Mr. Luff: It is for those Members to identify themselves in due course. I shall not name them now, because they talked to me in confidence. I welcome their intellectual honesty.
I am disappointed that the hunting Bill represents the only mention in the Queen's Speech of rural England and Wales--of rural Britain. The countryside is in crisis, and
has been for some time. The state of farming is--well, "depressing" is a totally inadequate description. I think it was my hon. Friend the Member for Southend, West who spoke of farmers' suicides. It is terrifying: the state of morale in British farming is awful. It is a shame that the only mention of rural Britain in the Queen's Speech concerns a Bill that will make farmers' suffering worse by taking from them a useful economic service for fallen stock, and also a useful pillar of rural society.Another paragraph concerns devolution. I urge those who were not present to read the speech of the hon. Member for Clydebank and Milngavie, which I considered remarkable. He posed some important questions. He asked why Scottish Members would be voting on a raft of legislation--I think he said that it represented 70 per cent. of the proposals in the Queen's Speech--that had no relevance to Scotland. I suspect that his question will be most sharply focused when we deal with the hunting Bill, because it applies only to England and Wales, and the arithmetic makes it possible that banning hunting in England and Wales will depend on the votes of Scottish Members.
I believe that, in the case of that Bill, every Scottish Member should take a self-denying ordinance and not vote. Separate legislation is going through the Scottish Parliament to deal with the issue, and it will be settled in Scotland, for Scotland. I have no right over what happens in Scotland, and I have no objection to that; but I do not think that Scottish Members in this place should seek to impose their value judgments on my constituents in Worcestershire. Let English and Welsh Members speak for them.
Mr. Murphy: Does the hon. Gentleman think that English Conservative Members were right to vote for the introduction of the poll tax only in Scotland, with an English Conservative majority? Were they right, or were they wrong?
Mr. Luff: That was a world in which we were a United Kingdom Parliament. We could all vote on each other's legislation and business. We had just one Parliament. The world has changed now; the facts have changed. I am obliged to change my mind, and say that the issue has moved on. It is not possible to go back in history: we are where we are.
Personally, I am not very comfortable where we are. I preferred the status quo ante. Perhaps we should have been more sensitive to the wishes of the Scottish people sometimes--my party would probably have done better in Scotland had it been so sensitive--but, as I have said, we are where we are, and I seriously think that the hon. Member for Eastwood (Mr. Murphy) should undertake not to vote on the hunting Bill. It is not just a question of hunting, but I expect that to be the topical issue that will first bring the matter into focus. As the hon. Gentleman said, Bill after Bill in the Government's programme refers only to England and Wales, and I think that only English and Welsh Members should vote on those Bills.

● **GOALS**
1. Copy the part of the debate excerpt between "I believe that, in" and "were they wrong?", inclusive.
2. Name every constituency that the debate excerpt uses to refer to a Member with the words "Member for."
The listing placed after this debate excerpt has no connection to it.

● **DATASET SECTION**
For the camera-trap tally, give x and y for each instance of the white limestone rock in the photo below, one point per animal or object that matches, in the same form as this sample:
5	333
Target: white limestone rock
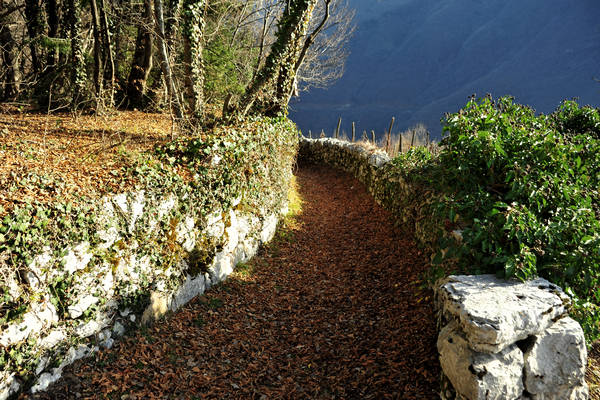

● **RESULTS BY TASK**
1.
I believe that, in the case of that Bill, every Scottish Member should take a self-denying ordinance and not vote. Separate legislation is going through the Scottish Parliament to deal with the issue, and it will be settled in Scotland, for Scotland. I have no right over what happens in Scotland, and I have no objection to that; but I do not think that Scottish Members in this place should seek to impose their value judgments on my constituents in Worcestershire. Let English and Welsh Members speak for them.
Mr. Murphy: Does the hon. Gentleman think that English Conservative Members were right to vote for the introduction of the poll tax only in Scotland, with an English Conservative majority? Were they right, or were they wrong?

2. Southend, West; Clydebank and Milngavie; Eastwood